Task => Restate all of the following data exactly, keeping any images out of the copy.
===== Data under study
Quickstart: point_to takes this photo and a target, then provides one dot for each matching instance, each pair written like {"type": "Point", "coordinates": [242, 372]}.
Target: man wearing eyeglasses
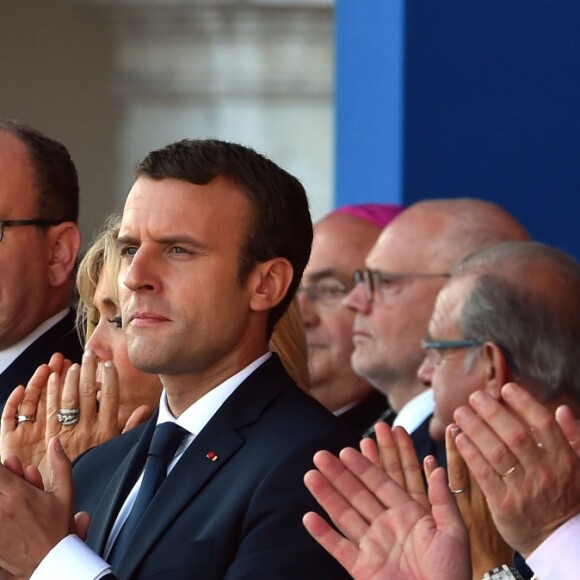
{"type": "Point", "coordinates": [509, 313]}
{"type": "Point", "coordinates": [342, 239]}
{"type": "Point", "coordinates": [393, 298]}
{"type": "Point", "coordinates": [39, 242]}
==========
Answer below =>
Quickstart: point_to takes this photo and a target, then provides one dot for each matching instance, each pair written like {"type": "Point", "coordinates": [242, 372]}.
Target: man wearing eyeglasses
{"type": "Point", "coordinates": [509, 313]}
{"type": "Point", "coordinates": [342, 239]}
{"type": "Point", "coordinates": [393, 298]}
{"type": "Point", "coordinates": [39, 242]}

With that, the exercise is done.